### Supplied material
== == ==

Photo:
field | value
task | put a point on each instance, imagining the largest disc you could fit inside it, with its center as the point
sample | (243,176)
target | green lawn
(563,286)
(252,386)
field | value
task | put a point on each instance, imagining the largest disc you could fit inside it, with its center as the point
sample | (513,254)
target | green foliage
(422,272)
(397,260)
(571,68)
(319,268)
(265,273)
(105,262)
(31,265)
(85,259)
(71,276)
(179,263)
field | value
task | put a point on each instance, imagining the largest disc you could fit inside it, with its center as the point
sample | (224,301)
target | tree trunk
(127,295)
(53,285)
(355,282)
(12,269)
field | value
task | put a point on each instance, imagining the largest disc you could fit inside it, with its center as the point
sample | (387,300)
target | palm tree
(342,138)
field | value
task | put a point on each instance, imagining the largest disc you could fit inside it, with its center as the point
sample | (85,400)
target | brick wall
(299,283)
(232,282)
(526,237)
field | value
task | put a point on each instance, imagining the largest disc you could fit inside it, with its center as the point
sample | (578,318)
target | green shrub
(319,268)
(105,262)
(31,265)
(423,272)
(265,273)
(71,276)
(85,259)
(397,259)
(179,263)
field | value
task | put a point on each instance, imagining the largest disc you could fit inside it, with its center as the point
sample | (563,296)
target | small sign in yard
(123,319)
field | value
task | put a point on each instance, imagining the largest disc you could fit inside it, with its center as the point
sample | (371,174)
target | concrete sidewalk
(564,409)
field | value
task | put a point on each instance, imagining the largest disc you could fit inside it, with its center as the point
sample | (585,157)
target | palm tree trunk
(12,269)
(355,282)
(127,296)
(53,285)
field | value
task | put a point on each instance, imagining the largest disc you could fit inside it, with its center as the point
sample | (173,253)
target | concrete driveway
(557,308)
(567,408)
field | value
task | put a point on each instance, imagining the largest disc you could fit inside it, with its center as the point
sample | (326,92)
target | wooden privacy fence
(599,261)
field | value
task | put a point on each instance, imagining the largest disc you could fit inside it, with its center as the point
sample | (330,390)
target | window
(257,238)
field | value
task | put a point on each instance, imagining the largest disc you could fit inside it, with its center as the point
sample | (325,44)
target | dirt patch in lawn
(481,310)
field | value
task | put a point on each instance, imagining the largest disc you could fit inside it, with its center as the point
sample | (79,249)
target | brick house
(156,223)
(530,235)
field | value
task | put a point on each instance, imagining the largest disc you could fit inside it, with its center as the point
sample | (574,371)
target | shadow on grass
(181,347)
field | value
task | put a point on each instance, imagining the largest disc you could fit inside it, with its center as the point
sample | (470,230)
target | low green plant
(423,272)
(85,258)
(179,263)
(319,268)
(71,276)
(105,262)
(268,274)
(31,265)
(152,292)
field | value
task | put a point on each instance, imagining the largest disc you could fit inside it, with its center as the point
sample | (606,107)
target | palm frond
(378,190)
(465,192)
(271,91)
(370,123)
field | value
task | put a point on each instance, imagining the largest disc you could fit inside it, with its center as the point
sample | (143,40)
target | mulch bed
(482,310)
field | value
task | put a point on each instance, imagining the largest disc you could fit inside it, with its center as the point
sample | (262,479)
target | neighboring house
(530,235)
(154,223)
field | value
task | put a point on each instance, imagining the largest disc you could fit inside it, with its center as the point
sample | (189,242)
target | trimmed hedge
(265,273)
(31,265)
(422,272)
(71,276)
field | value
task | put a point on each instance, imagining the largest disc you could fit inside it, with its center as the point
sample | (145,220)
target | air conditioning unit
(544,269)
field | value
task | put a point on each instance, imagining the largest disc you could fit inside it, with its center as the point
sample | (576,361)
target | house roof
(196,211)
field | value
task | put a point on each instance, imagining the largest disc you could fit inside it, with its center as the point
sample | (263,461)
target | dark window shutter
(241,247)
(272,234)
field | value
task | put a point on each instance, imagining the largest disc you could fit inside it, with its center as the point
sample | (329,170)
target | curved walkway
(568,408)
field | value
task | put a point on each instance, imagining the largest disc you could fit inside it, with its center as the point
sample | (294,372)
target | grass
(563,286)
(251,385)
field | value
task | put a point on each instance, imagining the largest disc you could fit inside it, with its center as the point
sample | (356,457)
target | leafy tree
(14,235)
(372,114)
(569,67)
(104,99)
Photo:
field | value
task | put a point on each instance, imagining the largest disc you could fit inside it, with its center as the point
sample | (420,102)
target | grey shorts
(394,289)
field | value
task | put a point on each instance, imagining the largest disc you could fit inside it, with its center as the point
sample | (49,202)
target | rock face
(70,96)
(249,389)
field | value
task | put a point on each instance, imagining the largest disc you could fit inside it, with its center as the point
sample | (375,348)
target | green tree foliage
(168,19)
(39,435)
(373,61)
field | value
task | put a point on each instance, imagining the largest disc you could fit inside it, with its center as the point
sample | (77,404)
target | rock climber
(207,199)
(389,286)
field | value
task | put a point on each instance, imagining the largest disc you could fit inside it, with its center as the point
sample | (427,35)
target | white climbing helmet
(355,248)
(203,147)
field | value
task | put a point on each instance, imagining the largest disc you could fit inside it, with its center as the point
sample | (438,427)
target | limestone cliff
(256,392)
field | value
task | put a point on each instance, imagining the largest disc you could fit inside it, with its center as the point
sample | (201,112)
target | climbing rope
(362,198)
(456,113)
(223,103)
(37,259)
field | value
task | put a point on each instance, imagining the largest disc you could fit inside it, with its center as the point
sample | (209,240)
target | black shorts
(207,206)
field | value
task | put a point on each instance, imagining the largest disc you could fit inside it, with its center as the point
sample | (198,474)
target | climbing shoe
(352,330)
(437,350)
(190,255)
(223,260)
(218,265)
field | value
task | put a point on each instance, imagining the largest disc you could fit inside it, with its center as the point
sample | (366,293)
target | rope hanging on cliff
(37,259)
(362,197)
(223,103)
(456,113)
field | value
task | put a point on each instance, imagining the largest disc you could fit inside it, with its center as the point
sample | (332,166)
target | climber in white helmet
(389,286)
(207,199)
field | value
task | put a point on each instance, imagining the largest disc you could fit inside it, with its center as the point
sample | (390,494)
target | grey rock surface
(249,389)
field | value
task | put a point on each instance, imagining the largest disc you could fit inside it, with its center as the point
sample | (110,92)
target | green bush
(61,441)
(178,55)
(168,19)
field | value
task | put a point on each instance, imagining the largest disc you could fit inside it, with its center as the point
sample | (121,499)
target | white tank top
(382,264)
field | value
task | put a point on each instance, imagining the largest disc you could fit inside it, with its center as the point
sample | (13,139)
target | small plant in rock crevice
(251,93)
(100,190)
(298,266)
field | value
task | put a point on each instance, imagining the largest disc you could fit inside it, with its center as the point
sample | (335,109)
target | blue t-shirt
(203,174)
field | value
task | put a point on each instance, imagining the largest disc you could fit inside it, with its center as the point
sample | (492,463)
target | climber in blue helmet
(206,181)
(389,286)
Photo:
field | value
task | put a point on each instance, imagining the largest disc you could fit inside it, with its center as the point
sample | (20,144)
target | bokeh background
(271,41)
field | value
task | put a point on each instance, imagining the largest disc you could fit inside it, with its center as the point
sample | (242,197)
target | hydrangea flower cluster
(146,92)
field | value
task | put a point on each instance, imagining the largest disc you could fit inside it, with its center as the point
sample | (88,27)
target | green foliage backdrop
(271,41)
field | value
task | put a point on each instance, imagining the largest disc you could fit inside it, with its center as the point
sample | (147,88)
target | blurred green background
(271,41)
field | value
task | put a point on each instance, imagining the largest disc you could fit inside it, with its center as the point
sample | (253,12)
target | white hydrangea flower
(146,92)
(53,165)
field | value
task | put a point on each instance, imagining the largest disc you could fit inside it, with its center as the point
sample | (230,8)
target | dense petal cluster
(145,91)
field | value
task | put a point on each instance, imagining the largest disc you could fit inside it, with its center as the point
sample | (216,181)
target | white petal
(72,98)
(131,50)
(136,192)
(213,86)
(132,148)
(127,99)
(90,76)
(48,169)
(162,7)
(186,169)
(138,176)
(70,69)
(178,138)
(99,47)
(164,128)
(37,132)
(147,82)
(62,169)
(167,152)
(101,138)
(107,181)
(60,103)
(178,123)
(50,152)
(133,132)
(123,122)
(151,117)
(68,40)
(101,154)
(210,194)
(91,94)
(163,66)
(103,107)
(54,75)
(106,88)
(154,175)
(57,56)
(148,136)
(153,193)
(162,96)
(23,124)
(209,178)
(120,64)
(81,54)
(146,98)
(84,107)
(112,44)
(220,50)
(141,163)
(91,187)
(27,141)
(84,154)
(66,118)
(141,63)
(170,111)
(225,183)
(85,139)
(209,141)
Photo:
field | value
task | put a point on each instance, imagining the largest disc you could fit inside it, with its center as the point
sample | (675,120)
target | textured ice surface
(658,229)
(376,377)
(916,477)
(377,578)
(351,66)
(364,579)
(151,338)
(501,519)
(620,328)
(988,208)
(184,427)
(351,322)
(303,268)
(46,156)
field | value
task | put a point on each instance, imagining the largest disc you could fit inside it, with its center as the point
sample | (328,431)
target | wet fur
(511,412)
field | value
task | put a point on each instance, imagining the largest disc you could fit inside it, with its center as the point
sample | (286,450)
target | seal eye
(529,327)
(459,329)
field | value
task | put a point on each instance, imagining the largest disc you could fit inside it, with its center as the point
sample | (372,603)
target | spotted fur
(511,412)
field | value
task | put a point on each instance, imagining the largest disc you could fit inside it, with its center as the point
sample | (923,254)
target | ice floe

== == ==

Pull out every line above that contains the string "hydrangea", matching case exactly.

target | hydrangea flower cluster
target | white hydrangea flower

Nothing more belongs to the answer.